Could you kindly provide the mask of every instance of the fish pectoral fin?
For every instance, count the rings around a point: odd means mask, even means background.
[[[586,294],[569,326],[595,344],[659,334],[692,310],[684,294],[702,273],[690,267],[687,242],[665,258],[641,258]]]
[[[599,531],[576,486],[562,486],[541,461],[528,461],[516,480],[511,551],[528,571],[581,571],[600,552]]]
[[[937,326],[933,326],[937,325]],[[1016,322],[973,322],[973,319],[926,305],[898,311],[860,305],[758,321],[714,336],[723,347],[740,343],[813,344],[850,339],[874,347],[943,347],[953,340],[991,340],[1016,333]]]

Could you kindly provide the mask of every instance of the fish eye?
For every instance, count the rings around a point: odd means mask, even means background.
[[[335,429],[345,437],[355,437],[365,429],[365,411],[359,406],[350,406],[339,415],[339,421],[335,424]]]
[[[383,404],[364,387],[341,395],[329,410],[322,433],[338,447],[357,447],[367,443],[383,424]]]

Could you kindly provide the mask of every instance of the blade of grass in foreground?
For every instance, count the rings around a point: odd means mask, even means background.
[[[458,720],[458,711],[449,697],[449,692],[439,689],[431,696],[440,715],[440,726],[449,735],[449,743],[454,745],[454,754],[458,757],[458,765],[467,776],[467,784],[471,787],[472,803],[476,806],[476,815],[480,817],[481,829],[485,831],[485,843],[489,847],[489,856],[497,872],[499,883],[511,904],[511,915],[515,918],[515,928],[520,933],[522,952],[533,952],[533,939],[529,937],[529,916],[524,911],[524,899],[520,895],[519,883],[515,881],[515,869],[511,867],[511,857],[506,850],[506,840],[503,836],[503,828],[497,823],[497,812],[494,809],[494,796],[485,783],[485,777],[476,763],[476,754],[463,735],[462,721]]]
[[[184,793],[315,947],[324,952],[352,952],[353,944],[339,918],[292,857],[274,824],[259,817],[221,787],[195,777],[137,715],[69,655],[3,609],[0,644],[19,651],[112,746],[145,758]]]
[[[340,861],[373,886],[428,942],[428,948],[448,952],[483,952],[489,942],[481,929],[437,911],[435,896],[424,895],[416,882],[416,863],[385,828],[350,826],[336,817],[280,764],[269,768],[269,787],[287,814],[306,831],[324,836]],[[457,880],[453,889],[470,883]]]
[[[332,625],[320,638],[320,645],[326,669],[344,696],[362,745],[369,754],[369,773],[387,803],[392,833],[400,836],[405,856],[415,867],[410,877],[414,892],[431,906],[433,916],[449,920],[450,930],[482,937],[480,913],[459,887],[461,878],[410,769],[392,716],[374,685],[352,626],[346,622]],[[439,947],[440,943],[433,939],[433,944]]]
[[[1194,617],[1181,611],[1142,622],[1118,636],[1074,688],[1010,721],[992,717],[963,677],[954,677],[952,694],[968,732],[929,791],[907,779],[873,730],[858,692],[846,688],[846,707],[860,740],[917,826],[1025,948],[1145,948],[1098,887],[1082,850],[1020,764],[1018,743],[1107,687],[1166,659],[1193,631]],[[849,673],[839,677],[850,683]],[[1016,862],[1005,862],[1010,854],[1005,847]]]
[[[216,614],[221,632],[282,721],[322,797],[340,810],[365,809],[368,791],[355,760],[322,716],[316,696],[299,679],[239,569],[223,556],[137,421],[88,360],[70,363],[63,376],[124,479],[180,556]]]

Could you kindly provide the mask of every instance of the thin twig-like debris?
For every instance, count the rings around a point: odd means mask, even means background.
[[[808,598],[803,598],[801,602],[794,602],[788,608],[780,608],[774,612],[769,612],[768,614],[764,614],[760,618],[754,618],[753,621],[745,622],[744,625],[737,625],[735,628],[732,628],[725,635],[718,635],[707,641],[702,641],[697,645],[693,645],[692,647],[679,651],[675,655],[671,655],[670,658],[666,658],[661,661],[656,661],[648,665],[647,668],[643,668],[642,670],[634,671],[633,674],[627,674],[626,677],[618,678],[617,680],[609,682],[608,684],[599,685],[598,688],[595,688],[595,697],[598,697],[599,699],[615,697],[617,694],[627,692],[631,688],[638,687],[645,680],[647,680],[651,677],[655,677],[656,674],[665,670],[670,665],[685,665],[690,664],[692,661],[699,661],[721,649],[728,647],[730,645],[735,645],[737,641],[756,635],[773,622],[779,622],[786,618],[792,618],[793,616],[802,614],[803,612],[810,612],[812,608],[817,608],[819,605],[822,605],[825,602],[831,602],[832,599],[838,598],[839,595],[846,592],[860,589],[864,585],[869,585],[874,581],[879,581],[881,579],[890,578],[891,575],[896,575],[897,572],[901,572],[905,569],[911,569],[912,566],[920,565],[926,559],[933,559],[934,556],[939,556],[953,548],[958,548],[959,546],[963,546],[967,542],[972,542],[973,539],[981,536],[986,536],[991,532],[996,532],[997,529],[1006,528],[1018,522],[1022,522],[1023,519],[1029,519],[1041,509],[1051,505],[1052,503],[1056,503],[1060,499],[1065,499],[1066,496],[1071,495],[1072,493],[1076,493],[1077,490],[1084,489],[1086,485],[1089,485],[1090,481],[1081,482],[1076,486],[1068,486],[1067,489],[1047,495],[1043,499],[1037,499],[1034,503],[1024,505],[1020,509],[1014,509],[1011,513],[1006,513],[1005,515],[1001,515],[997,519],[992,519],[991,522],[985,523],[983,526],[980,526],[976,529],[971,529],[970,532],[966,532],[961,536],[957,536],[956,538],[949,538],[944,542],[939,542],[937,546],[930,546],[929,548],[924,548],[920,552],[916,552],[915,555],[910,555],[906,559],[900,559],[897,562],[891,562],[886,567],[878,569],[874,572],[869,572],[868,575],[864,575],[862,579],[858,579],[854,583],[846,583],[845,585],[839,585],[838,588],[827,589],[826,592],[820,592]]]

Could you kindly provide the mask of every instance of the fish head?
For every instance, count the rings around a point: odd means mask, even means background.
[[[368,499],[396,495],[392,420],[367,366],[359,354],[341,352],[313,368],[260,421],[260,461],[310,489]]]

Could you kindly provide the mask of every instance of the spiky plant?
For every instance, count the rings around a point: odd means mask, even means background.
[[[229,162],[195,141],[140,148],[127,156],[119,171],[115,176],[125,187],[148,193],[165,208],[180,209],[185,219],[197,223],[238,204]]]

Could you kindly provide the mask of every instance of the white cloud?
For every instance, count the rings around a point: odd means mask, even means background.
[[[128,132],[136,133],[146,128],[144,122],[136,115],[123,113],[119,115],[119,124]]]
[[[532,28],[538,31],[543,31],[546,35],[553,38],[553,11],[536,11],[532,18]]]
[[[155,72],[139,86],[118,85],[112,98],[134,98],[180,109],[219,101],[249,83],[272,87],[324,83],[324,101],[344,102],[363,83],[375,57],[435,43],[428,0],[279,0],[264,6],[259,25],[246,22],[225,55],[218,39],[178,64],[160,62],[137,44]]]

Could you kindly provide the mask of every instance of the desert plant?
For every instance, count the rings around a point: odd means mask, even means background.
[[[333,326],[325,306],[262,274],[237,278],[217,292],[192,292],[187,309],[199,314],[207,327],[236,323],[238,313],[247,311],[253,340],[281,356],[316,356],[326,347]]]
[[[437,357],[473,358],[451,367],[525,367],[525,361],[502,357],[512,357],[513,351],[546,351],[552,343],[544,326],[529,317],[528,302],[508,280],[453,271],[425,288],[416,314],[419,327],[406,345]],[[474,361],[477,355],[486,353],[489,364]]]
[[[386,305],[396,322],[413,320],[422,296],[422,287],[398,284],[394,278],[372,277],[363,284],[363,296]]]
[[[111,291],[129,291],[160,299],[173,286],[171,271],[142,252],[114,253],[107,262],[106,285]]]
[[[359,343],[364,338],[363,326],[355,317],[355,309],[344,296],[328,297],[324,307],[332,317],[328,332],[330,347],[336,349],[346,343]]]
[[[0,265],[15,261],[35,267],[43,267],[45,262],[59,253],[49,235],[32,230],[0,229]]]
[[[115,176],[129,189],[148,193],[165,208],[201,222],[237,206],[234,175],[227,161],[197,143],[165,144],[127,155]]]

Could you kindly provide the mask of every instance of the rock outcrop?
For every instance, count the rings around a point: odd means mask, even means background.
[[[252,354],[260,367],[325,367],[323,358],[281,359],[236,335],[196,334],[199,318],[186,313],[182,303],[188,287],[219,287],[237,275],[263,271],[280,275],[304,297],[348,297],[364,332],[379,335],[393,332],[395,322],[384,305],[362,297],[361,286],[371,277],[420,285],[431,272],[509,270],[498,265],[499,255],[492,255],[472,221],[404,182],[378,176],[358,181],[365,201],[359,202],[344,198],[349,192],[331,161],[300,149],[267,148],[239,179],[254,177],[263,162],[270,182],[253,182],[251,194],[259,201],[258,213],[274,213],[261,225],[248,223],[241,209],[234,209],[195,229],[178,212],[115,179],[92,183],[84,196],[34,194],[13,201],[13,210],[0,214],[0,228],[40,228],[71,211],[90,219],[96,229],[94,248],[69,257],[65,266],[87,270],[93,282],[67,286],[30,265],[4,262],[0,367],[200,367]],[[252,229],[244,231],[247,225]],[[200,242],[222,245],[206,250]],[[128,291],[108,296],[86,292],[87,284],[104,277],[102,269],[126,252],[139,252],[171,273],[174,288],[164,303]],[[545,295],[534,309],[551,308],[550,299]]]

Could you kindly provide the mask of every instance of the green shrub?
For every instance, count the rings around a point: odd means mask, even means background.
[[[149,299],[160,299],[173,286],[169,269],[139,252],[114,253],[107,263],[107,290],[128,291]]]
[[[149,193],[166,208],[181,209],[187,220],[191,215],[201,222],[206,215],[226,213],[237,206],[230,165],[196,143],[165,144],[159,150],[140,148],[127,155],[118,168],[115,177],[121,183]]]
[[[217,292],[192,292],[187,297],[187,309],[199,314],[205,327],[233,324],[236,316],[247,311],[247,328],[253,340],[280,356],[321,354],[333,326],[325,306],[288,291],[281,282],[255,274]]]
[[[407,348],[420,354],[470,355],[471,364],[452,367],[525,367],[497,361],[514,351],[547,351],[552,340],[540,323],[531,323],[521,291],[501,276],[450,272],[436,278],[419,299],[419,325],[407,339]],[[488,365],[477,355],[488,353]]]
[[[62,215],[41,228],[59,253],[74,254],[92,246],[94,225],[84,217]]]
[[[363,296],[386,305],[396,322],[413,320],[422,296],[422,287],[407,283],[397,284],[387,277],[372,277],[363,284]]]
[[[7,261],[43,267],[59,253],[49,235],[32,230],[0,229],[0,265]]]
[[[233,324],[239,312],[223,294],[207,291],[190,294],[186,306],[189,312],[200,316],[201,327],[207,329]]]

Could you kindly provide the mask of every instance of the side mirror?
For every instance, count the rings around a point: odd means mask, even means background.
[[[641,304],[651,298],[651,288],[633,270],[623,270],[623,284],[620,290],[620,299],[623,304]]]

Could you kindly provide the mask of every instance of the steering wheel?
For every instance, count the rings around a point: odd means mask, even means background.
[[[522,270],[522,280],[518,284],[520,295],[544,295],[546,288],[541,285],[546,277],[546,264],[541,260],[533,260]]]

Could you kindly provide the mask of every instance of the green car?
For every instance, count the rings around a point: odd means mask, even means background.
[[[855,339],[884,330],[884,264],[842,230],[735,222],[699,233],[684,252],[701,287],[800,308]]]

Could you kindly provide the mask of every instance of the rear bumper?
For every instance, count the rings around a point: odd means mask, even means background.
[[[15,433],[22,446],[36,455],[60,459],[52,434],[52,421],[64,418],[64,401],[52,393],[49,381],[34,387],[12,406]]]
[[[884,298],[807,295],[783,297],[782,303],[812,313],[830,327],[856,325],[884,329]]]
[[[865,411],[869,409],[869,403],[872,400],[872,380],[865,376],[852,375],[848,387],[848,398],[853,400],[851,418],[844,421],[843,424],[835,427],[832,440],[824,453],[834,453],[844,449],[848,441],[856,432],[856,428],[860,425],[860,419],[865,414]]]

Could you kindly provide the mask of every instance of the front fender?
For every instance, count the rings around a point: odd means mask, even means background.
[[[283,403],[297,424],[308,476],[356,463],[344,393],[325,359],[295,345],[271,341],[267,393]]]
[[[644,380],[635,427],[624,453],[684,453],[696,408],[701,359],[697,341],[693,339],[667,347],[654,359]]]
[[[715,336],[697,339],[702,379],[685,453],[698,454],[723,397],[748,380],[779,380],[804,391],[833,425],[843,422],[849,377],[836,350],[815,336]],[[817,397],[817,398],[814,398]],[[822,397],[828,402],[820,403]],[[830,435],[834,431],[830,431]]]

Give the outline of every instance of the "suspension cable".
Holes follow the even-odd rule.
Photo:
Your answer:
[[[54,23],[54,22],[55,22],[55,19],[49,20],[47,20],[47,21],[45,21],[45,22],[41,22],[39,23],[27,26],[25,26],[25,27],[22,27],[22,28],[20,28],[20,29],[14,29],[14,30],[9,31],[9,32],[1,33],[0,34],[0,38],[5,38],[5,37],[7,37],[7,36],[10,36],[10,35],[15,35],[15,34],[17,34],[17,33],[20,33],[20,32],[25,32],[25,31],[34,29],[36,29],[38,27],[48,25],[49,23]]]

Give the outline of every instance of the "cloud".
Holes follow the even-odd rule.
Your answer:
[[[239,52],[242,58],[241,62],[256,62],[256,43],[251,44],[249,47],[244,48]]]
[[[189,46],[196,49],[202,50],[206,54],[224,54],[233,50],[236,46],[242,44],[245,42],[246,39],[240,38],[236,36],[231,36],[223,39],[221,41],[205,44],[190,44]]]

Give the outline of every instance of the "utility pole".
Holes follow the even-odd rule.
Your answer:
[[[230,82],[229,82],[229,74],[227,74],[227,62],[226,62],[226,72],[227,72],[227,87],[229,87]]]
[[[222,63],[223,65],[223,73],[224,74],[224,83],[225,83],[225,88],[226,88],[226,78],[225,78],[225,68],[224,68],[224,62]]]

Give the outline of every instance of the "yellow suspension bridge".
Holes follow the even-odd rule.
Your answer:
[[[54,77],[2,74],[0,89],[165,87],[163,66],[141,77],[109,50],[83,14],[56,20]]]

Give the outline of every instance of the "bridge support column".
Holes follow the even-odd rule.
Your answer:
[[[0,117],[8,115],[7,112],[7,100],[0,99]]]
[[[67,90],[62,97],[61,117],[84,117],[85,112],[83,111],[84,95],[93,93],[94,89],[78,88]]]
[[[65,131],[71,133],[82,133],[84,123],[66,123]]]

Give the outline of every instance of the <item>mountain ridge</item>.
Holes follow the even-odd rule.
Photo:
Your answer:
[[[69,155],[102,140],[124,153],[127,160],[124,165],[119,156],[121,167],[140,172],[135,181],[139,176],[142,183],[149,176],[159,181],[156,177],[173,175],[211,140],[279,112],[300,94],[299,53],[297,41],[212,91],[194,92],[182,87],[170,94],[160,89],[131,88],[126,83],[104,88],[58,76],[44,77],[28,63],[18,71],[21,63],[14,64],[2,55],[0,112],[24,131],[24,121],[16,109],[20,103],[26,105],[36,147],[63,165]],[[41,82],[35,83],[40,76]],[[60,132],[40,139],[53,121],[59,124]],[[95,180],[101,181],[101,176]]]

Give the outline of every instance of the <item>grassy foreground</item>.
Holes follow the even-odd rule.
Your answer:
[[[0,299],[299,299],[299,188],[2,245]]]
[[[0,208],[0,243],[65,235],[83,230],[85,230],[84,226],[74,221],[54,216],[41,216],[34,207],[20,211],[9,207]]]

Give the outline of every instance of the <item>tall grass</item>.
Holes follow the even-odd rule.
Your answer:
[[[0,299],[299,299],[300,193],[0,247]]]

++++

• 任务要求: 请从包含“Give the outline of every instance of the <item>grassy”的那一行开始（含该行），一直到数据末尾，原样输出这些行。

• 练习答案:
Give the outline of every instance of the <item>grassy foreground</item>.
Holes follow the even-odd rule.
Your answer:
[[[0,299],[299,299],[299,188],[2,245]]]
[[[0,208],[0,243],[65,235],[83,230],[85,230],[84,226],[74,221],[54,216],[41,216],[34,207],[20,211],[9,207]]]

Give the outline of every instance of the <item>tall grass</item>.
Holes follow the even-odd rule.
Your answer:
[[[0,299],[299,299],[300,193],[0,247]]]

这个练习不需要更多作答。